Excerpt =
/---
Excellent white paper by my friend Christopher Rising on the future of office portends that the office is not dead, but changing with the novel coronavirus being a hyper accelerator of that change. We agree with Chis that the primary value of the workplace is to enable workers to gather, collaborate, innovate and perpetuate their business. The Covid-19 pandemic is layering onto these elements what Harvard and other researches have long been saying, “health, wellness and lifestyle” are critical components to enabling these pursuits to flourish.
People who are pursuing careers and seeking recognition and job growth or need to be collaborative will continue to seek out the office environment. Will they seek it every day, no. Will they abandon it, no. They will opt for efficiency and effectiveness, safety, wellness and lifestyle. Worker utilization is likely to drop 15-20% as work from home (“WFH”) becomes optional and acceptable. Social distancing will roll back the clock on densification necessitating additional “me” space for workers. The short term net effect is likely to be in favor of WFH, mostly because it is easily adaptable. De-densification, is a lot more complicated in that it involves substantial remodeling of office space.
This temporary reduction in office space demand drive office vacancy to exceed 20%. Rents are likely to drop 10%-15% as the office sector becomes a tenant’s market. As noted in the Rising paper, it could take 3-5 years before returning to 2020 Q1 levels. Values for any assets with rental risk will drop correspondingly 10-20% as it will be very difficult to ascertain income levels. Low interest rates will buoy capitalization rates, but they remain resilient to further downward pressure due to low yield alternatives. Net operating income (“NOI”) can be expected to fall by 5%-20% from both declining rental rates and the need to increase operating and capital costs to make offices safe and healthy. Refinancing will be very challenging for many owners due to pressure on net operating income.
\---
Extracted data =
/---
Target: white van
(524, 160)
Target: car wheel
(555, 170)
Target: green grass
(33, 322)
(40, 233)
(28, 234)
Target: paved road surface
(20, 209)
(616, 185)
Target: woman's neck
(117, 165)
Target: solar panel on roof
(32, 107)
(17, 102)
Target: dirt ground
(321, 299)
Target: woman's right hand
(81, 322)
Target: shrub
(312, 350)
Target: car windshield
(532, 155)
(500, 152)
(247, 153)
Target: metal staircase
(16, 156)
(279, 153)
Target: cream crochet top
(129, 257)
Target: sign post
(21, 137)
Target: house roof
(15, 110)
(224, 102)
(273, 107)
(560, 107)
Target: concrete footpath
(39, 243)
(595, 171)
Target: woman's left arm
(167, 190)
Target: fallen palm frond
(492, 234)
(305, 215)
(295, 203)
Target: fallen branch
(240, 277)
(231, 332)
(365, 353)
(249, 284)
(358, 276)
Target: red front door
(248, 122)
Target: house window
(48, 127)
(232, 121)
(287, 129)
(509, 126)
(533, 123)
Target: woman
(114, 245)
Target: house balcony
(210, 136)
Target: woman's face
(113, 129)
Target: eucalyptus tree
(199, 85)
\---
Problem set =
a - List every percentage figure in the text on the future of the office, along with what each one describes.
b - According to the text on the future of the office, how long could it take for the office sector to return to 2020 Q1 levels?
c - Continue the text on the future of the office from the point where it stops.
The records were taken from a separate source.

Responses to the exercise =
a -
- 15-20%: the likely drop in worker utilization
- More than 20%: the office vacancy rate
- 10%-15%: the likely drop in rents
- 10-20%: the drop in values for assets with rental risk
- 5%-20%: the expected fall in net operating income

b - It could take 3-5 years.

c -
The pressure point will come at the ownership level in the next 6-12 months as owners will need to invest significantly in new operating protocols and capital improvements to create these healthy and productive environments workers will demand. The legal implications of failing to do so have yet to be tested. Tenants may seek creative legal solutions to reducing their real estate footprint and workers may seek legal redress if they feel that an office environment is unsafe.
People will return to offices, but the costs of implementing new operational protocols and modernizing many office buildings, most of which are well over 40 years old, with healthy work stations, safer offices, better HVAC systems, touchless access, air quality monitoring, and outdoor spaces, to name a few, will be significant. The Covid-19 pandemic is not the death of office, but rather a great accelerator pushing owners and investors into a new age of “Perfecting Property Performance” for the office worker. Investors in office will have to create better curated workplace and lifestyle experiences for workers that not only enhance the office work environment but seamlessly integrate it with the mobile office and WFH preferences that promote a more productive, healthier and purposeful lifestyle.
Yes, office will survive and thrive. It has been resilient for centuries. It will just be different.